Output as a JSON list of strings the lines of the items below running from the line containing "Mark the short" through the line containing "point(212, 276)", both included, one string per line with blank lines omitted.

===== GIVEN INFORMATION

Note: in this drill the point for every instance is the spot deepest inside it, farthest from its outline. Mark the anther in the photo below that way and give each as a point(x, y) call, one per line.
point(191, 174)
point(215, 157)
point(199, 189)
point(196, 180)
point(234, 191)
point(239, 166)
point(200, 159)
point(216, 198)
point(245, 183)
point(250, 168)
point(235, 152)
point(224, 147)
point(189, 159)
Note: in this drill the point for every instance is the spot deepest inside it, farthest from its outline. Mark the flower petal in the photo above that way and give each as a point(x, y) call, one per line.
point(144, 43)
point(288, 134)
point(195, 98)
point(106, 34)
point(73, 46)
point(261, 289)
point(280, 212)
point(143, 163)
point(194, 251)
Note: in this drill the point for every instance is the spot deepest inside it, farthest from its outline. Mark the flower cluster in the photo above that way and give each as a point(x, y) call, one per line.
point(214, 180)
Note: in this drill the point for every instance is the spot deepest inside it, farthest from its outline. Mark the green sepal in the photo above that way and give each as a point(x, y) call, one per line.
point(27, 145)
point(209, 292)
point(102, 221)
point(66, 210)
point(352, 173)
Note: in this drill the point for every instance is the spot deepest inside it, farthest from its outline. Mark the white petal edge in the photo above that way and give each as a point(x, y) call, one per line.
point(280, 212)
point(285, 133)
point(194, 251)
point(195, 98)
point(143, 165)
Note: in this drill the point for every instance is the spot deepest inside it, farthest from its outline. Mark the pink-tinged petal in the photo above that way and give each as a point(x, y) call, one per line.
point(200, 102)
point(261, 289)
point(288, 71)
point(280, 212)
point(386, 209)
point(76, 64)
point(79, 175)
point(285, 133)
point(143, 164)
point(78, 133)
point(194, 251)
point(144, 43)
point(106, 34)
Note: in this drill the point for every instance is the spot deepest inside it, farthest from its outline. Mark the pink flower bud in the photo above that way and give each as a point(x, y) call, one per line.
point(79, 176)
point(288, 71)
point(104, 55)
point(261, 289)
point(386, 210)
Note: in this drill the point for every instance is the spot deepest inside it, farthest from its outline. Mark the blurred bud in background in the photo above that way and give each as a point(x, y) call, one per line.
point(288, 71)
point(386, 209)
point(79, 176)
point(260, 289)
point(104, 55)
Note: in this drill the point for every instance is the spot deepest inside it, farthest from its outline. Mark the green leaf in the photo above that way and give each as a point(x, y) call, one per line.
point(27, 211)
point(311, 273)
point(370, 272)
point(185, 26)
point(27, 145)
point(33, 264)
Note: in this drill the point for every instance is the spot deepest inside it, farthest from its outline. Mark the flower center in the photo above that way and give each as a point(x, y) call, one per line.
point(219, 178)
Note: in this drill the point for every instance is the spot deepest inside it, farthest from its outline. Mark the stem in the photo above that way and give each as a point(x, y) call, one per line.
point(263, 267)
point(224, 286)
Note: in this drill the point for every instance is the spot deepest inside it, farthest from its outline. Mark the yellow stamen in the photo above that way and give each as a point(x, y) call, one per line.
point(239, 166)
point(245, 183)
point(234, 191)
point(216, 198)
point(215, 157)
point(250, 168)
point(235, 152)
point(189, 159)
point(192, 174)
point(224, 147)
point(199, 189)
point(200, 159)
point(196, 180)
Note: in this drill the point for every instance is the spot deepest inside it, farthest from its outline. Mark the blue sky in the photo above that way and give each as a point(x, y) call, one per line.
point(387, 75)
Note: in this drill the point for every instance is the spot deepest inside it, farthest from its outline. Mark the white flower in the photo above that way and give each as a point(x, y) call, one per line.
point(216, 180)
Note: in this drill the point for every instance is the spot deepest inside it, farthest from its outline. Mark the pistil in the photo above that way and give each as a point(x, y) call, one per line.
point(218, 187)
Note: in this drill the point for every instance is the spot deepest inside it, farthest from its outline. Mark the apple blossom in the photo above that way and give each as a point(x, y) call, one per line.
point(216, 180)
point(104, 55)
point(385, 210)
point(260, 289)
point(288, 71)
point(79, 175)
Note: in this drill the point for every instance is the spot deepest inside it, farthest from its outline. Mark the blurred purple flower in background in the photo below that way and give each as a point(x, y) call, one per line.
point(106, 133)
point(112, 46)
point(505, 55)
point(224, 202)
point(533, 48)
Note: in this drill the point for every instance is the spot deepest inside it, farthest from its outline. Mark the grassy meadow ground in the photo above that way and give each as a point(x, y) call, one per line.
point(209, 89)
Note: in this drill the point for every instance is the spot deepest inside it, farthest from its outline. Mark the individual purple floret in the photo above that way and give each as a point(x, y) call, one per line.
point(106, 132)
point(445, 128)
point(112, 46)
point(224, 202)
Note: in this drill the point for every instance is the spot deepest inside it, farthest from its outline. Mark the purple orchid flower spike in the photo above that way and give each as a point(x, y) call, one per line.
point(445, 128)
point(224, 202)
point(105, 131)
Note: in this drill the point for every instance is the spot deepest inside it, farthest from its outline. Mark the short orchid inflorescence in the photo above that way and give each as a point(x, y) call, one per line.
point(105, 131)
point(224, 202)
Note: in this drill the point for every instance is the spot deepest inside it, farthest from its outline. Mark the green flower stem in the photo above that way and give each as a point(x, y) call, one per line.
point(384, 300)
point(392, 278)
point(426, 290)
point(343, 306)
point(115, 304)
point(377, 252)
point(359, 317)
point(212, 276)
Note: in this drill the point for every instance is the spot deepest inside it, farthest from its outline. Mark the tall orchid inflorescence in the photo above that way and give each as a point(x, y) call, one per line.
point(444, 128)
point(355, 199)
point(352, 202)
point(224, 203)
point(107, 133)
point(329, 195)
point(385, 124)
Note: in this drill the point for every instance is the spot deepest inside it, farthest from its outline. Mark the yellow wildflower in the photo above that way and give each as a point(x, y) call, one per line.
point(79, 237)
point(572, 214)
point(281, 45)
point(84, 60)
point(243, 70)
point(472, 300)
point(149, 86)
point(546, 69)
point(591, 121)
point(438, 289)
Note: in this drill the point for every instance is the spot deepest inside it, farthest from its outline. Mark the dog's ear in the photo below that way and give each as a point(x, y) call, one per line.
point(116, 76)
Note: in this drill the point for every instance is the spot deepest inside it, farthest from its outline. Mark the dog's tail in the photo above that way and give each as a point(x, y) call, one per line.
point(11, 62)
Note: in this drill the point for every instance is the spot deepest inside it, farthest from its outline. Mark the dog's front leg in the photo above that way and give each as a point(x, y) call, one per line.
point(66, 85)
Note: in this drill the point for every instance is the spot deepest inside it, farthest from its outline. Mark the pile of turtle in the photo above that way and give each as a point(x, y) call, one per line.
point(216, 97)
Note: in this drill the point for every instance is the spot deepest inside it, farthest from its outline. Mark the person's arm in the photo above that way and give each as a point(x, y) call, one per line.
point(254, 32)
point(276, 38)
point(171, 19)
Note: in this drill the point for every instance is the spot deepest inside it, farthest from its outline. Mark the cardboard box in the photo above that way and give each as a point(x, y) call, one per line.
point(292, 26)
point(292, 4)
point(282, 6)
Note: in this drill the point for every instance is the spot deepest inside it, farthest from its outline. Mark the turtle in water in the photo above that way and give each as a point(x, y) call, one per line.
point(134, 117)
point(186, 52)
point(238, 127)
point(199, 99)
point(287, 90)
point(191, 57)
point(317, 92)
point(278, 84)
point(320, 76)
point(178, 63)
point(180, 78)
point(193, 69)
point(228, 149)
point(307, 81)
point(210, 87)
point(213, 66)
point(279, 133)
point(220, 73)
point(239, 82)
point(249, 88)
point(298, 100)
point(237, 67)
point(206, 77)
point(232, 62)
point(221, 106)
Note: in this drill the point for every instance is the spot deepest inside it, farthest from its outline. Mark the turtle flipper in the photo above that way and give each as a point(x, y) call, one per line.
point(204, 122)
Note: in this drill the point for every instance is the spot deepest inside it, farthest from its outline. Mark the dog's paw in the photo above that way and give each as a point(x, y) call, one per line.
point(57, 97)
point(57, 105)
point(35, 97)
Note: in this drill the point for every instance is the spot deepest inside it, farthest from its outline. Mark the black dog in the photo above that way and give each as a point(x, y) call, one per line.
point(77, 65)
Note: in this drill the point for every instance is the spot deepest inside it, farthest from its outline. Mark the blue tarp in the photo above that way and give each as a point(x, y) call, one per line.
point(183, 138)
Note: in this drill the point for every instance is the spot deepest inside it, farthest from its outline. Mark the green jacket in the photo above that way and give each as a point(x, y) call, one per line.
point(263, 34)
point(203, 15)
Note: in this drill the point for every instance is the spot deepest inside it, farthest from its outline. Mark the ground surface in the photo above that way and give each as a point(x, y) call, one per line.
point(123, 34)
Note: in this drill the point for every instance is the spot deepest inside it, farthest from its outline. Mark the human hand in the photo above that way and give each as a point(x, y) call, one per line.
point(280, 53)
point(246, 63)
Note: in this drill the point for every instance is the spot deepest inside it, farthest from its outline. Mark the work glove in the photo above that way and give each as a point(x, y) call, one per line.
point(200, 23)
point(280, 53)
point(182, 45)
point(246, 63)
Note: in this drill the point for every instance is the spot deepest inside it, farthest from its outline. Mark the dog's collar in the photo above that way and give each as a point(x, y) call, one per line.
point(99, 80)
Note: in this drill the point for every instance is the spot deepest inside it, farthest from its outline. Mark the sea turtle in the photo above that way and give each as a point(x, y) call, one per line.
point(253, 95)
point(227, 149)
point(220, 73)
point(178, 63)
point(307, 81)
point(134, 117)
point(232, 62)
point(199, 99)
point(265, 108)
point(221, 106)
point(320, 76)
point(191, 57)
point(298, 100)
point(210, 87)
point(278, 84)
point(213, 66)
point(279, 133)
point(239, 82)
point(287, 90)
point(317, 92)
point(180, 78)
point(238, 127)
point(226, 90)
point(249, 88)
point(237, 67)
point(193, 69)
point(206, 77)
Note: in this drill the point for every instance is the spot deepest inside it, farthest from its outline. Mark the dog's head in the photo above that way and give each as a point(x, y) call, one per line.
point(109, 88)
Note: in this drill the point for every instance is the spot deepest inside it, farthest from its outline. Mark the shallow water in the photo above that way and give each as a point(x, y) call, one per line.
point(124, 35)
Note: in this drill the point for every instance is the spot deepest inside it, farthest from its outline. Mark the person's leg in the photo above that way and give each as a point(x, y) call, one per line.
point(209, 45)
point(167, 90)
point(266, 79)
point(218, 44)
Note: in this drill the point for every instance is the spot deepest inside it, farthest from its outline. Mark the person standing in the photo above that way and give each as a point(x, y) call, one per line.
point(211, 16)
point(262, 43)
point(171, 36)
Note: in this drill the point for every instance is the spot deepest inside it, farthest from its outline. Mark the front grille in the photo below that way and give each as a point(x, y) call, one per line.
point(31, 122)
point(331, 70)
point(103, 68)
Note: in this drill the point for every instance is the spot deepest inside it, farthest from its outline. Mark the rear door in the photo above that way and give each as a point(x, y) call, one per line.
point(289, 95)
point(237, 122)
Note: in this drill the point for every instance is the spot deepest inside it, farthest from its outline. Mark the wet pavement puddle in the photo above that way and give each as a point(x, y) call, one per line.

==========

• **TASK RESULT**:
[
  "Note: in this drill the point for every instance is the spot deepest inside it, farthest from its outline. Mark the short orchid inflorescence in the photo above that way and give each as a point(x, y) call, one per line.",
  "point(105, 131)",
  "point(224, 202)",
  "Note: in this drill the point for every instance is the spot deepest inside it, farthest from its outline. Mark the green flower stem in the photo above that way and give each as a point(x, y) call, one per line.",
  "point(384, 300)",
  "point(392, 278)",
  "point(426, 290)",
  "point(343, 306)",
  "point(115, 304)",
  "point(377, 252)",
  "point(359, 317)",
  "point(212, 276)"
]